■ EXERCISE MATERIAL

▼▼▼

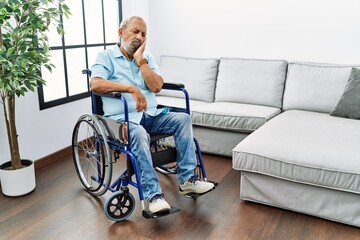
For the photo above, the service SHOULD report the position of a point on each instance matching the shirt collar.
(119, 54)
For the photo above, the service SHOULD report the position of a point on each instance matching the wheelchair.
(96, 147)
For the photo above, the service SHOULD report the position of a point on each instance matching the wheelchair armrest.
(173, 86)
(179, 87)
(108, 94)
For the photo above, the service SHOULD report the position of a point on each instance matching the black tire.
(119, 206)
(92, 155)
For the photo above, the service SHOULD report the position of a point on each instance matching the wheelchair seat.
(97, 143)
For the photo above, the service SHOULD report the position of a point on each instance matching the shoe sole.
(161, 210)
(184, 192)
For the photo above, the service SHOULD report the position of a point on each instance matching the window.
(90, 29)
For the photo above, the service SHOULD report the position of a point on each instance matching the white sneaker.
(194, 185)
(158, 204)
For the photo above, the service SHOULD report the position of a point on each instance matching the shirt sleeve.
(102, 67)
(152, 63)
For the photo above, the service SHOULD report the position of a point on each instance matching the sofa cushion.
(177, 102)
(306, 147)
(314, 86)
(198, 76)
(251, 81)
(228, 116)
(349, 104)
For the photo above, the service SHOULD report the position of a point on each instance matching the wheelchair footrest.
(147, 214)
(196, 195)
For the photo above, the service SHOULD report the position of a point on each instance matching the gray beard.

▲▲▲

■ WHAT YOU WILL DO
Repeat the rows starting at the line that contains "the shirt sleeve." and ending with the last row, substituting "MUST" for "SHOULD" and keeping everything else the same.

■ THE RESULT
For the photo above, the service MUST report the position of a point on each instance matching the shirt sleeve.
(102, 67)
(152, 63)
For the photo above, the service MUST report the position of a point on each instance matching the sofa cushion.
(177, 102)
(306, 147)
(314, 86)
(198, 76)
(251, 81)
(228, 116)
(349, 104)
For the photo above, the service MUST report the position of a point on each instance matching the wheelchair footrest.
(147, 214)
(196, 195)
For the photo above, the service MUST report the position of a point on each instance matching the gray beard.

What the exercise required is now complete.